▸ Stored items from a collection

Content starts

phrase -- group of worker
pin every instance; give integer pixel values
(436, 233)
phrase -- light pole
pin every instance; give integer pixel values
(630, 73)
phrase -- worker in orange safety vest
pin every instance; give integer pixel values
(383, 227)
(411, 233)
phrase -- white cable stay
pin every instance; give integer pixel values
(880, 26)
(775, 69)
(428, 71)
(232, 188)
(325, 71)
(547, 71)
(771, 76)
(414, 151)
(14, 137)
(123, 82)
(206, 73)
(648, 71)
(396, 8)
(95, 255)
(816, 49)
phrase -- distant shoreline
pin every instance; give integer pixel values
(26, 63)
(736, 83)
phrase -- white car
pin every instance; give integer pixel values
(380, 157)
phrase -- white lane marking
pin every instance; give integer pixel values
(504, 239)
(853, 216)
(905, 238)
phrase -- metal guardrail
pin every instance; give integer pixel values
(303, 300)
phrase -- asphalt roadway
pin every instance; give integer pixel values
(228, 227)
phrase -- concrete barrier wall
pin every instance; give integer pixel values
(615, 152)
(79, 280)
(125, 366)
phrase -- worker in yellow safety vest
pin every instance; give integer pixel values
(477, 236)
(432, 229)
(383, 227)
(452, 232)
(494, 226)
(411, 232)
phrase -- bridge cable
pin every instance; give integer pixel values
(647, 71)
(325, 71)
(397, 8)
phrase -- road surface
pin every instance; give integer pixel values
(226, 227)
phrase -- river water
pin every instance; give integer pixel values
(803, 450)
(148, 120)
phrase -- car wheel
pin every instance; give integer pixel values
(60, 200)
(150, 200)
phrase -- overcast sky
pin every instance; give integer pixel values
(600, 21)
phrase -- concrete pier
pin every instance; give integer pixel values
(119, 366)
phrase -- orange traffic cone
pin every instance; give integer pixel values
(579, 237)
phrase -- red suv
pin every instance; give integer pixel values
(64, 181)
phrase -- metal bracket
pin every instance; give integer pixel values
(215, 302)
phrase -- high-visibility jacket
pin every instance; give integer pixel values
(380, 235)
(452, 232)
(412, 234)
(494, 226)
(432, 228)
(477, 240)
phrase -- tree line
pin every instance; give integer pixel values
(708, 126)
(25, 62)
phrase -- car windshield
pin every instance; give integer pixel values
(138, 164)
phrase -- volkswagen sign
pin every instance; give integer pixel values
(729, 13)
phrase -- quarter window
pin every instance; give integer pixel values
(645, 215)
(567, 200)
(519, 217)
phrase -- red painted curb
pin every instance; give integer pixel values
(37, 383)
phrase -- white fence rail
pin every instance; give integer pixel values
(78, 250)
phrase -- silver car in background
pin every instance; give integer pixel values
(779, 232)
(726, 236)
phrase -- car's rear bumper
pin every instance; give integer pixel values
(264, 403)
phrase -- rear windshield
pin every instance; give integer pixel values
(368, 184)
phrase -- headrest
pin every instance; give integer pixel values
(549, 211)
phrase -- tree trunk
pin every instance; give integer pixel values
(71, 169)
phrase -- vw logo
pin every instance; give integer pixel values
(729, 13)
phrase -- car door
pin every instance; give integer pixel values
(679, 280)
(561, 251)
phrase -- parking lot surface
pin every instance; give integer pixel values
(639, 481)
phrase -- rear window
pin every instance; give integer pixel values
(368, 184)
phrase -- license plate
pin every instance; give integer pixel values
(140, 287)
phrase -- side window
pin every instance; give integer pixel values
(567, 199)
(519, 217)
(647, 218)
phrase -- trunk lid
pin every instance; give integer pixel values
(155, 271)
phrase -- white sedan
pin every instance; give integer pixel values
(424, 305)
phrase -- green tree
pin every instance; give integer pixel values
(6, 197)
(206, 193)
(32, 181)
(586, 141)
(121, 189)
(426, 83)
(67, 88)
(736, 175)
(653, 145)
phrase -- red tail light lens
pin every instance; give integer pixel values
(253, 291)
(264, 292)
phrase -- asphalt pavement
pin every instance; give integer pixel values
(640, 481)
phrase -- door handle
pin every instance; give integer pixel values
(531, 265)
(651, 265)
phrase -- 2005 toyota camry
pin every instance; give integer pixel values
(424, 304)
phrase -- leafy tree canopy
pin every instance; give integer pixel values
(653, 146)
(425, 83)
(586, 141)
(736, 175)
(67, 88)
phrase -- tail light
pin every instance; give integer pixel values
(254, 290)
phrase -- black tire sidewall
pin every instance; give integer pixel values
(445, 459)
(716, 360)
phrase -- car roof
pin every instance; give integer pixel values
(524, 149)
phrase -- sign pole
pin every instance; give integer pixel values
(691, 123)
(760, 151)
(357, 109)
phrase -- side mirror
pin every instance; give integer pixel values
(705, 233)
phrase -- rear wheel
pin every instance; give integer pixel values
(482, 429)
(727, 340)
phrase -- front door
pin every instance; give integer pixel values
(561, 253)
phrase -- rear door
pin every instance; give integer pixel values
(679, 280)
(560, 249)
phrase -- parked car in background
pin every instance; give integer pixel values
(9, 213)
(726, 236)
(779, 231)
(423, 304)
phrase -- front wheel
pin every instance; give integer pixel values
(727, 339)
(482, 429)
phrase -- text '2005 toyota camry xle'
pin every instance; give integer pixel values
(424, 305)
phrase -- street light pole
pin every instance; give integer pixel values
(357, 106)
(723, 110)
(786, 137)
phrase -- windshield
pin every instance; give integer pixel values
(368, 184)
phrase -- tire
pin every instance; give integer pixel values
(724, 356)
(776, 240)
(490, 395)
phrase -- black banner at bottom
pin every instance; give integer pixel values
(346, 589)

Content ends

▸ Exercise description
Search the entries for "vest" and copy out each line that has it.

▸ Exercise result
phrase -- worker in orange safety vest
phrase -- worker in yellow safety vest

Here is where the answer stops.